Actions to take:
a) Copy the part of the faculty profile from "New Faculty Profile: Tianxi" to "industry and government." word for word.
b) According to the faculty profile, where did Tianxi Yang receive her PhD?

Text for analysis:
|---|
New Faculty Profile: Tianxi Yang
Tianxi Yang joined the Faculty’s Food, Nutrition and Health program in February 2022 as an Assistant Professor. She is a food and analytical scientist with a unique combination of research experience that spans academic, industry and government.
Yang received her PhD at the University of Massachusetts Amherst and conducted her postdoctoral research in BASF’s North American Center for Research on Advanced Materials. Prior to joining the faculty, she was an Oak Ridge Institute for Science and Education (ORISE) Research Fellow at the Center for Food Safety and Applied Nutrition at the U.S. Food and Drug Administration.
Her multidisciplinary training in food science, analytical chemistry, material science and nanotechnology will enable her to build an innovative research program, with a focus on developing analytical technologies and advanced materials to improve the safety and sustainability of our agri-food systems. She aims to apply cutting-edge research to address current and emerging challenges in sustainable food production and the food industry.
|---|
Dataset excerpts:
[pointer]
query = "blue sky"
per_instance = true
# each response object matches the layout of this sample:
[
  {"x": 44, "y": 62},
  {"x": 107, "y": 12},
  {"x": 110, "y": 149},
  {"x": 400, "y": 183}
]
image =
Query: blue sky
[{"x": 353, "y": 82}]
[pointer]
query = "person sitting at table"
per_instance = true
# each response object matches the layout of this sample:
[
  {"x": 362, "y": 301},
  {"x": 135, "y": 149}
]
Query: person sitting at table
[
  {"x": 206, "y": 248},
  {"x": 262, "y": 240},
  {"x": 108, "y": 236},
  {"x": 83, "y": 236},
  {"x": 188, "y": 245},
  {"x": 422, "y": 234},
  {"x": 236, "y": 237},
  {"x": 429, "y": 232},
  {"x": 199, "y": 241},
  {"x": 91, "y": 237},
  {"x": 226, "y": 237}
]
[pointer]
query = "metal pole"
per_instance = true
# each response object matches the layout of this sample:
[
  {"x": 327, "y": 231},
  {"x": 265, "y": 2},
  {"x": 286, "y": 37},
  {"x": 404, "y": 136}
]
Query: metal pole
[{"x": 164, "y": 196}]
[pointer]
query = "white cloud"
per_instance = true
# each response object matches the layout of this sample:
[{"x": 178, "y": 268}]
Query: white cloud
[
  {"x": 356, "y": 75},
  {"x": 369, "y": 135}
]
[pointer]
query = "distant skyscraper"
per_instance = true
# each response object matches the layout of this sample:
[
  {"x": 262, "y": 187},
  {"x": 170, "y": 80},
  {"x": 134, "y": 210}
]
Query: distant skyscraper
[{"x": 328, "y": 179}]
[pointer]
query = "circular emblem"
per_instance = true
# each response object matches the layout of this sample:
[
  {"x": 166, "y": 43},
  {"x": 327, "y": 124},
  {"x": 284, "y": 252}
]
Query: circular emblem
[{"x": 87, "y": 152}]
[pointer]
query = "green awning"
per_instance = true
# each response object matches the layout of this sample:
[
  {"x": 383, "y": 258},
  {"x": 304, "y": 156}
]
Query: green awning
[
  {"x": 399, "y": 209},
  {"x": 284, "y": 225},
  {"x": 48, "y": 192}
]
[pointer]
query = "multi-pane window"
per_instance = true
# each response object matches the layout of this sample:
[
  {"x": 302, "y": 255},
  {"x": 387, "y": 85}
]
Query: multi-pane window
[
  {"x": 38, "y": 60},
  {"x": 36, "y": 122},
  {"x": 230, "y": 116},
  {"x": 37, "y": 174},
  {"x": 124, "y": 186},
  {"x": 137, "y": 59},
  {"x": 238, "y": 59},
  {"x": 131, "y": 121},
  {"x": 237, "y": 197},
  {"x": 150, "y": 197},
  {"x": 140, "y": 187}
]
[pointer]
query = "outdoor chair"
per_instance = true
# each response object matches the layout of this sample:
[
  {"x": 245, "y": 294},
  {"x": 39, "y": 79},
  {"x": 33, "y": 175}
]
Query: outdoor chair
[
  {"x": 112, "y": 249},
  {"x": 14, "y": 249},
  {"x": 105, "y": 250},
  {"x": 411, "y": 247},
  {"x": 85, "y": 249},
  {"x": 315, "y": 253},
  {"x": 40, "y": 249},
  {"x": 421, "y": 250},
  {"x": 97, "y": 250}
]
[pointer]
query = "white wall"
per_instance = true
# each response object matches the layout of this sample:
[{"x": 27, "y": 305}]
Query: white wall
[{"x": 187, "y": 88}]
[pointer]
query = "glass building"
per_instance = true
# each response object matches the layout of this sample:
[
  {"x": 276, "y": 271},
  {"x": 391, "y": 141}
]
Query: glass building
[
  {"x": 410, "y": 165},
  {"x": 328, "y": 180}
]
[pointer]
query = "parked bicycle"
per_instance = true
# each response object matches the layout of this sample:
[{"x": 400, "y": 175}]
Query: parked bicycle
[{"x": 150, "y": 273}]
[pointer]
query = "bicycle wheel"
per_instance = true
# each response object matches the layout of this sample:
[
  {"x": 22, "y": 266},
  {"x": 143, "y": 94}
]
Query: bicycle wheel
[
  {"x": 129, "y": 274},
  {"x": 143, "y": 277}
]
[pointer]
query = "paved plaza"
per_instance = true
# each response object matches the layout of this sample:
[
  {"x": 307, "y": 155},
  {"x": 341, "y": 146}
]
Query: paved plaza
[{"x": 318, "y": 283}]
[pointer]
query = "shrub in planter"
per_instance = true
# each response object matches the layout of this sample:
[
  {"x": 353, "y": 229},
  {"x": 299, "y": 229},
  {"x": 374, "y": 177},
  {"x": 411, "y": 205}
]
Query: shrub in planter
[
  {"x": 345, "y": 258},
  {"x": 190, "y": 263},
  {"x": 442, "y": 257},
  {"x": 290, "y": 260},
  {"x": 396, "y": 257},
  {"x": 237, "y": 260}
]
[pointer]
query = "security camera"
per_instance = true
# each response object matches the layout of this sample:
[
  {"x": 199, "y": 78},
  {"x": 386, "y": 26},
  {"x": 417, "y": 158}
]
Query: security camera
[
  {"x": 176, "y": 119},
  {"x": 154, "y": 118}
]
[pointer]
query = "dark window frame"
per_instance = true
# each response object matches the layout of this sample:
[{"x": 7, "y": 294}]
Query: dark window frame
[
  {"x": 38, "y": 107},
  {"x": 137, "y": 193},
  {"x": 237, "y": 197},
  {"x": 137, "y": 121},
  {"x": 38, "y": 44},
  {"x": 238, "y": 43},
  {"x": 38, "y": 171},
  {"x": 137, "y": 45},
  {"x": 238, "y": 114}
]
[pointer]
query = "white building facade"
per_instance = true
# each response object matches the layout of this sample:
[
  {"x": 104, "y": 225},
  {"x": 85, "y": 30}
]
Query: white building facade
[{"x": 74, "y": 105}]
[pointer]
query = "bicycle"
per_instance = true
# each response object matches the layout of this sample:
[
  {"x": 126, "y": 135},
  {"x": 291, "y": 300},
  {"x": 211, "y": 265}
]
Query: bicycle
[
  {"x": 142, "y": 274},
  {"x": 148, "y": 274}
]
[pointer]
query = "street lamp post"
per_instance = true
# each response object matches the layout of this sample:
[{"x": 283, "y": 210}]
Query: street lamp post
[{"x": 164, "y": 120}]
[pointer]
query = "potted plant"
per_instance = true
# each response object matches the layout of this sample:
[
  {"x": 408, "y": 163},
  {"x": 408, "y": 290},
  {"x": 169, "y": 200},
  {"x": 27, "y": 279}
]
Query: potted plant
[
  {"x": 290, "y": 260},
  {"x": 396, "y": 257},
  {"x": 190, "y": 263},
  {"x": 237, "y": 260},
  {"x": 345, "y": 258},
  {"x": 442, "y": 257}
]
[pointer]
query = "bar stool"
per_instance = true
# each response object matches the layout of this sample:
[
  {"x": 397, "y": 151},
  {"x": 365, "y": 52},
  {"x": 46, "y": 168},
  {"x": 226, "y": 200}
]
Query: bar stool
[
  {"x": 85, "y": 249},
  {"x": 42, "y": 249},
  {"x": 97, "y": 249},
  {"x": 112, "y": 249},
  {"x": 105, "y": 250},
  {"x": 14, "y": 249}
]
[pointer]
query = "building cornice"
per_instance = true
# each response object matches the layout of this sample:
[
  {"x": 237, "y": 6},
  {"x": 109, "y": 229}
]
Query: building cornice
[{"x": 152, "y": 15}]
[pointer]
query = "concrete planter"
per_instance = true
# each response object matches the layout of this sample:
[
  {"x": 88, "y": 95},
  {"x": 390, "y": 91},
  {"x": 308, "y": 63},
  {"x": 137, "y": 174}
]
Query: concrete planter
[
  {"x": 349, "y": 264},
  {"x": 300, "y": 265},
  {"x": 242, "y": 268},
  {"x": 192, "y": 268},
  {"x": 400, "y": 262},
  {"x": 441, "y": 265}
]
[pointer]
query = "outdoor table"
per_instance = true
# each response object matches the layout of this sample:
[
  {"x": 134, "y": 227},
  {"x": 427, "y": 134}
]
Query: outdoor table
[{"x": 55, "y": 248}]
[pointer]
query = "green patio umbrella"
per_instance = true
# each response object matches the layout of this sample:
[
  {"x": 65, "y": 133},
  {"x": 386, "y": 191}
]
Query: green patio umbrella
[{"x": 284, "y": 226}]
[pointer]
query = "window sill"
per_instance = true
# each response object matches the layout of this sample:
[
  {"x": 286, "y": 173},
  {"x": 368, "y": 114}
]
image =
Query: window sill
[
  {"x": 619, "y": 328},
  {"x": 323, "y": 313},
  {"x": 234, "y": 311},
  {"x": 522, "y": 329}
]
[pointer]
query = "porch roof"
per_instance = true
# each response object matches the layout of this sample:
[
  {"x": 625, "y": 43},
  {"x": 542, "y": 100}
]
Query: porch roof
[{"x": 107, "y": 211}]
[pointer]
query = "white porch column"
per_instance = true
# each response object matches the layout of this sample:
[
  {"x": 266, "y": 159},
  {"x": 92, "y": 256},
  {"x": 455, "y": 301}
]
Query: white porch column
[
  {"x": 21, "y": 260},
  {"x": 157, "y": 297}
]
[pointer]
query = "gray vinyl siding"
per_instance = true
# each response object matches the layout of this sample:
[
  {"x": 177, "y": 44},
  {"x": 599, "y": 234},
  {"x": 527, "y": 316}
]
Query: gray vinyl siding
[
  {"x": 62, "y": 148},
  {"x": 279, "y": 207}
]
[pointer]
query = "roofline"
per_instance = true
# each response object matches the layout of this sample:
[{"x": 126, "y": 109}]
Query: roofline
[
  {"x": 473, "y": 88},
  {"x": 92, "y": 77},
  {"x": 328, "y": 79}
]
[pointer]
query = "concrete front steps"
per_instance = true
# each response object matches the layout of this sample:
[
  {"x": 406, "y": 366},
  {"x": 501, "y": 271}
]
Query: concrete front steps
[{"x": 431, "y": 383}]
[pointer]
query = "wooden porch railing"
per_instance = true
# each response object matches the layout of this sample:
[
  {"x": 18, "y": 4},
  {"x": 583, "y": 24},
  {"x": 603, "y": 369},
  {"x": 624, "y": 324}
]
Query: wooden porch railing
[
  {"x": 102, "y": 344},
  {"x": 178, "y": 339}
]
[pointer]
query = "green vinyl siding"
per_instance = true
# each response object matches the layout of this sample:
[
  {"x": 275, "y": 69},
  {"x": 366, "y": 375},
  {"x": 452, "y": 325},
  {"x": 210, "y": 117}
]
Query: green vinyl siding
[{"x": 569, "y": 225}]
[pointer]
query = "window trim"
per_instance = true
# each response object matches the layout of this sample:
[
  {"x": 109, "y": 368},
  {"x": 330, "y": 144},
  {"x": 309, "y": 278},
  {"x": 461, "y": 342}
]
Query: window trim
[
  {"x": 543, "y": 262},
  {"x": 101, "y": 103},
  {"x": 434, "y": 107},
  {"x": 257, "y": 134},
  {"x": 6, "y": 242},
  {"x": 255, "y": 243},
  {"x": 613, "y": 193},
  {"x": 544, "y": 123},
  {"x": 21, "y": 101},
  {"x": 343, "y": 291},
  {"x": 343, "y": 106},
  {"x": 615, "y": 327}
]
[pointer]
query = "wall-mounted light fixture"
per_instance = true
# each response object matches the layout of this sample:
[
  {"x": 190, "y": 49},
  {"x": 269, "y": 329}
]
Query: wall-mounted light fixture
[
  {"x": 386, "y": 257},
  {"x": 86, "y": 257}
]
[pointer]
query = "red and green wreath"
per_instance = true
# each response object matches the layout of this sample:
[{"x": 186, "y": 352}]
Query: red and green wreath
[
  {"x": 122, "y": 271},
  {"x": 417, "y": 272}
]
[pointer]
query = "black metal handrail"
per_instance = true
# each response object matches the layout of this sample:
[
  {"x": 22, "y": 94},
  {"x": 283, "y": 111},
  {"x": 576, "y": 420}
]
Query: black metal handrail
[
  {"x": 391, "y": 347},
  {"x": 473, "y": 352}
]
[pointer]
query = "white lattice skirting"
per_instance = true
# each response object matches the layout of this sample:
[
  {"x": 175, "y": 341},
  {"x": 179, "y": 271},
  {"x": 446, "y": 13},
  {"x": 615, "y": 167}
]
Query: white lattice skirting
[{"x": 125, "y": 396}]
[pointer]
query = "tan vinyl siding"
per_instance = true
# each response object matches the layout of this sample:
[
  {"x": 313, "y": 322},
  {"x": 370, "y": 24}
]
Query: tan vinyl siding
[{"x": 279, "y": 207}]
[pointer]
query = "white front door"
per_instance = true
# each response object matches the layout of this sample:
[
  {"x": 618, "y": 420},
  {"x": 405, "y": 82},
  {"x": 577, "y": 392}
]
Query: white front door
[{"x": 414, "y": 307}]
|---|
Answers for this exercise:
a)
New Faculty Profile: Tianxi Yang
Tianxi Yang joined the Faculty’s Food, Nutrition and Health program in February 2022 as an Assistant Professor. She is a food and analytical scientist with a unique combination of research experience that spans academic, industry and government.

b) The University of Massachusetts Amherst.